Could you write out again the lines from the one containing "Report x and y for each instance of the rocky" through the one containing "x=234, y=61", both included, moving every x and y coordinate in the answers up by 91 and leaving the rest of each line unchanged?

- _DATA RECORDS_:
--- start ---

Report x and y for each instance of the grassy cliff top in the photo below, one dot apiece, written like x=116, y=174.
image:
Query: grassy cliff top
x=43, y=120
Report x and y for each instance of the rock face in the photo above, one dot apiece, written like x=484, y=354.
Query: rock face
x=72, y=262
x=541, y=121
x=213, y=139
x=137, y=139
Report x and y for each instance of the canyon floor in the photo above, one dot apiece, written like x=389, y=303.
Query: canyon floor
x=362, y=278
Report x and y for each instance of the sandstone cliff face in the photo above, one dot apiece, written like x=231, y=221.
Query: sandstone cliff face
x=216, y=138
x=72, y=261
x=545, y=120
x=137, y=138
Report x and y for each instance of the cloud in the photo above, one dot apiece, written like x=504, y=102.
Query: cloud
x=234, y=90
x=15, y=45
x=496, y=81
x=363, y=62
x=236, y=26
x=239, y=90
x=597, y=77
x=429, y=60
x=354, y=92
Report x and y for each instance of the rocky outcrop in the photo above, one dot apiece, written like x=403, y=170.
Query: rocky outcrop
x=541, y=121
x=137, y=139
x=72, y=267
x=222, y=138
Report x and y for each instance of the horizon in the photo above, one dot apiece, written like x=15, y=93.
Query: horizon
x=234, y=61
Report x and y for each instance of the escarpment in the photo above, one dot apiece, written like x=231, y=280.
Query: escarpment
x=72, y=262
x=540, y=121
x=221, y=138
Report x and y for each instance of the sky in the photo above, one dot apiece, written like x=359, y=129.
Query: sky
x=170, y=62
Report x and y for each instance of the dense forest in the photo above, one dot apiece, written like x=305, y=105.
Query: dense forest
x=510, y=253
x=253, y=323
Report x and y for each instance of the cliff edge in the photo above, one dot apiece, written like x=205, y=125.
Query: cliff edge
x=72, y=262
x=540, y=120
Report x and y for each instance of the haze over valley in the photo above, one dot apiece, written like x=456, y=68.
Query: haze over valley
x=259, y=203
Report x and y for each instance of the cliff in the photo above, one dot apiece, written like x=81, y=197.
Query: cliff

--- end ---

- _WRITTEN RESPONSE_:
Report x and y for each instance of the rocky outcrop in the photo above, one dot apiece, written like x=403, y=170.
Query: rocky outcrop
x=632, y=212
x=228, y=230
x=163, y=358
x=313, y=229
Report x and y for each instance of the horizon in the photo above, one dot apiece, written like x=15, y=93.
Query: horizon
x=325, y=152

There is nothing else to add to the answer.